Region pointing data:
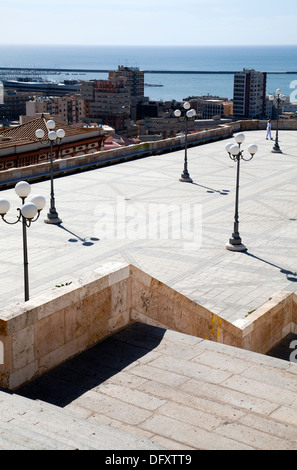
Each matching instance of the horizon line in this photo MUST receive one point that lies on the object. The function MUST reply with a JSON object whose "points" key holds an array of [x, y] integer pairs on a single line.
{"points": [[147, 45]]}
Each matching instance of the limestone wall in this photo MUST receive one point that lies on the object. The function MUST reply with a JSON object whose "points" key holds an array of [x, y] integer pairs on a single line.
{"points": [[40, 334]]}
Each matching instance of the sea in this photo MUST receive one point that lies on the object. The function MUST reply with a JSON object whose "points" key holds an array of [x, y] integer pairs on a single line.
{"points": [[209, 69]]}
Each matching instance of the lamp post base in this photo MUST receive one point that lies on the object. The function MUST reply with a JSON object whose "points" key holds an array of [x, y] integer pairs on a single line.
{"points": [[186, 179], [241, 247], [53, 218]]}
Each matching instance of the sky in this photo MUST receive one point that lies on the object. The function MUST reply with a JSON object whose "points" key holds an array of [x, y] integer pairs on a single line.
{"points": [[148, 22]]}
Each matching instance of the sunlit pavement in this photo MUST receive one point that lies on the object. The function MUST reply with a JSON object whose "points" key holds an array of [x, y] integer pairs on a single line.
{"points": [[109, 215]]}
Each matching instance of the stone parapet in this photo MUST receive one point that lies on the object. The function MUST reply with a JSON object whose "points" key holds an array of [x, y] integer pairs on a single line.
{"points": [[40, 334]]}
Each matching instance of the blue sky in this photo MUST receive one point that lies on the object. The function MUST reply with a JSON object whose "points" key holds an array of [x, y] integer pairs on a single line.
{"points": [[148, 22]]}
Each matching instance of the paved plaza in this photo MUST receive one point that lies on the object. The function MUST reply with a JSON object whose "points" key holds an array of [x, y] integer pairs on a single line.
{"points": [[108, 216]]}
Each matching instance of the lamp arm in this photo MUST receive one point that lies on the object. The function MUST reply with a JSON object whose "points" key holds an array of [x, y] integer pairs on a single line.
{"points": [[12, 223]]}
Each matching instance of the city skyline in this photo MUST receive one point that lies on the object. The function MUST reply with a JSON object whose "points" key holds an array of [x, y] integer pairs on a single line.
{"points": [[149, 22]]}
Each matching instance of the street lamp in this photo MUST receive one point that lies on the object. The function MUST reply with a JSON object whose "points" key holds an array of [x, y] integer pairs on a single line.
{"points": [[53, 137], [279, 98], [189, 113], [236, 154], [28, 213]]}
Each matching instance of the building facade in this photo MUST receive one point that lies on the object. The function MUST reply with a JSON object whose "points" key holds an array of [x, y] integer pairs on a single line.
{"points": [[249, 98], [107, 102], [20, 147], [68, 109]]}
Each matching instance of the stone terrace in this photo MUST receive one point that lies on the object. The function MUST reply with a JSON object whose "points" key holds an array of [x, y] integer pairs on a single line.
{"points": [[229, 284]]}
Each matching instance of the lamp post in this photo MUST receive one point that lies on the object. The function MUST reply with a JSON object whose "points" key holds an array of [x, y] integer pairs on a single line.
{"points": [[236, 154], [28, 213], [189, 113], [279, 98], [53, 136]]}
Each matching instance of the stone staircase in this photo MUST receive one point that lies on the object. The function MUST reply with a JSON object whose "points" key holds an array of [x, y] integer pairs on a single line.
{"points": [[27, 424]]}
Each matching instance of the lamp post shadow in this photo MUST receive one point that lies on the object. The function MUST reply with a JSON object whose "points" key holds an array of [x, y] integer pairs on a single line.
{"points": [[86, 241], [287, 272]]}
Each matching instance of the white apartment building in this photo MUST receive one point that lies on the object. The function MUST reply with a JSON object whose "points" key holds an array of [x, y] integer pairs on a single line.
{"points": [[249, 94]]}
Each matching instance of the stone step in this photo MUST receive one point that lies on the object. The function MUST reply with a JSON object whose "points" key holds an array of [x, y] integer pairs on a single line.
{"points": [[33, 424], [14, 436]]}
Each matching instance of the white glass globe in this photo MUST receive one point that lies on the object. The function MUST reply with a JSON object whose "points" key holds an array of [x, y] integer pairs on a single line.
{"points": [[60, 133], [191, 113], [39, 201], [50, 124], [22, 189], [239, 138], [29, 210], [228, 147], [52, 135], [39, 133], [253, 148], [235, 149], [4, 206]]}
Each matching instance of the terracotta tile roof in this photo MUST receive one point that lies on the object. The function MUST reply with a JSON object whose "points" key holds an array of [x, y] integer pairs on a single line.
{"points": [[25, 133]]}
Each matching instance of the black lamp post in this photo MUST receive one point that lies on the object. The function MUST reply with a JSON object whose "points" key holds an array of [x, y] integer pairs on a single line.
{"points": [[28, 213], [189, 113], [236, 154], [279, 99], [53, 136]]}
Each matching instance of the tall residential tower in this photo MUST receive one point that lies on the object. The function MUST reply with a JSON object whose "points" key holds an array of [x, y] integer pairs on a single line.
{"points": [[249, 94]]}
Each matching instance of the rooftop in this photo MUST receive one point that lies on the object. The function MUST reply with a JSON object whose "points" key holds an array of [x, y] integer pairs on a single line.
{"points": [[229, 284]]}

• To do:
Output all of the entries verbatim, leaving out any images.

• Solved problem:
Each matching instance of the horizon line in this photo MUST receive one point that lies on the object. The function MUST reply with a JSON object whose "points" key holds an array of [x, y] integer pairs on a single line.
{"points": [[147, 45]]}
Each matching instance of the limestone wall in this photo MUST receive one point that lies on the object. The function MUST reply with a JSON object whose "points" key holds an array of [x, y] integer pairs on a single line.
{"points": [[40, 334]]}
Each matching instance of the sea in this photo MUST receive one point that lies on the object. The function MUST reply with a JSON object whose "points" key holds an array of [x, y] integer pairs on a single line.
{"points": [[209, 69]]}
Each matching instance of the lamp post base in this photo MUST receive one point that lies on the object. The function MUST reply with a JSON object whose "points" key holds an array of [x, y] integer pairs on a single line.
{"points": [[186, 179], [241, 247], [53, 218]]}
Each matching instance of the sky in this photo MUST receive one point that lies on the object. The function MUST reply with a JSON object whose "points" key holds an array of [x, y] integer pairs on a single line.
{"points": [[148, 22]]}
Each matching instance of the sunlit pavement in this photo MUST receive one point that lies on the object. The function MUST reply with a JSON object whose "points" key holds an array of [x, y] integer pairs on a single line.
{"points": [[109, 215]]}
Each matching instance of the stone parapet in this photo MUST receive one point that lies on the object. The function MUST reply with a JSON object whose "points" key holds an array of [x, y] integer pairs on a single line.
{"points": [[40, 334]]}
Each matching instance of the blue sky in this photo MUST receive one point that lies on the object. The function MUST reply with a JSON object whose "points" key holds an array of [x, y] integer pairs on a single line.
{"points": [[148, 22]]}
Each matching instance of the paved plaza in this photo MUST receive one point that lies on the object. The function MUST reply with a JSON object whose "points" key holds an array of [x, y] integer pairs on a single line.
{"points": [[108, 216]]}
Each matching instance of the lamp arm in this photo MUST receive one point that lies on the object. The function MUST reply with a JSON object whose "points" key holds an array of [x, y] integer pairs on a single line.
{"points": [[12, 223]]}
Each matching instance of the city skyline in this photo MUST receive one point that lies on the object. The function MUST reply with a JSON object whose "points" key holds an array of [x, y] integer pairs on a single line.
{"points": [[149, 22]]}
Each matching instance of the street lamp in this photo MUST receive one point that lies on the object. The function MUST reply with a JSON object whose "points" key holds an array of [x, y] integer pairs on a single line.
{"points": [[53, 137], [279, 98], [189, 113], [236, 154], [28, 213]]}
Each matching instance of the building facade in this photo MUST receive one point that lies on the object. The function MUST reply with a JSON object whose "points" key holds an array of [x, y] integer pairs on a single line.
{"points": [[249, 98], [107, 102], [20, 147], [68, 109]]}
Each matching instance of the stone terrace in this photo MUST receive one point that lies on the object. The function MUST reply with a JSON object whose "points" key holds an array of [x, y] integer pairs on a single line.
{"points": [[229, 284]]}
Each matching instance of the lamp post in this photo MUST receive one point that lies on the object. The function MUST reply with a JSON object whose "points" key holds an array of [x, y] integer pairs on a single line.
{"points": [[236, 154], [28, 213], [189, 113], [279, 98], [53, 136]]}
Each matching instance of the stone staircase in this photo MUST receive one point that lies on the object. The function MUST reply with a JSON object whose "points" key holds an array of [x, y] integer pairs on a single line.
{"points": [[27, 424]]}
Each matching instance of the lamp post shadow in this photo MUST receive one point that lies on the object. The function MUST reply with a JSON object whose "points" key holds an array of [x, y] integer pairs on a single line.
{"points": [[86, 241], [287, 272]]}
Each matching instance of the white apartment building in this photo MUST receive one point that lies on the object. The function MUST reply with a JSON object whose "points" key holds an array of [x, y] integer pairs on a single line.
{"points": [[249, 94]]}
Each matching instance of the stone step in this photo MUST receive one point that lies on the object. The function MUST reply with a JSON object whose "points" key holds an array of [x, y] integer pairs on a single line.
{"points": [[33, 424], [14, 436]]}
Each matching instance of the white glass globe in this photo MUST receive one point that lies on the object. The function MUST reply with a JSON object whose "points" key holds an array of [x, y] integer pairs on a single line.
{"points": [[60, 133], [191, 113], [39, 201], [50, 124], [22, 189], [239, 138], [29, 210], [228, 147], [52, 135], [39, 133], [253, 148], [235, 149], [4, 206]]}
Each matching instance of the terracotta tile roof in this photo MUST receive one point that lies on the object. The function MUST reply with a JSON object whose "points" key holds an array of [x, y] integer pairs on a single line.
{"points": [[25, 133]]}
Each matching instance of the black lamp post in this photo MUST receive one point that lies on the object. The function MUST reply with a JSON object whose "points" key holds an array of [x, y] integer pairs on a single line.
{"points": [[28, 213], [189, 113], [236, 154], [279, 99], [53, 136]]}
Each matching instance of the tall residential tower in this photo MUST receive one point that lies on the object. The function MUST reply with a JSON object whose "points" key holds an array of [x, y] integer pairs on a single line.
{"points": [[249, 94]]}
Each matching instance of the rooftop in this photo MUST receive one point that lies on the object. The function MUST reply with a JSON object whose "points" key holds an array of [x, y] integer pairs on a single line.
{"points": [[229, 284]]}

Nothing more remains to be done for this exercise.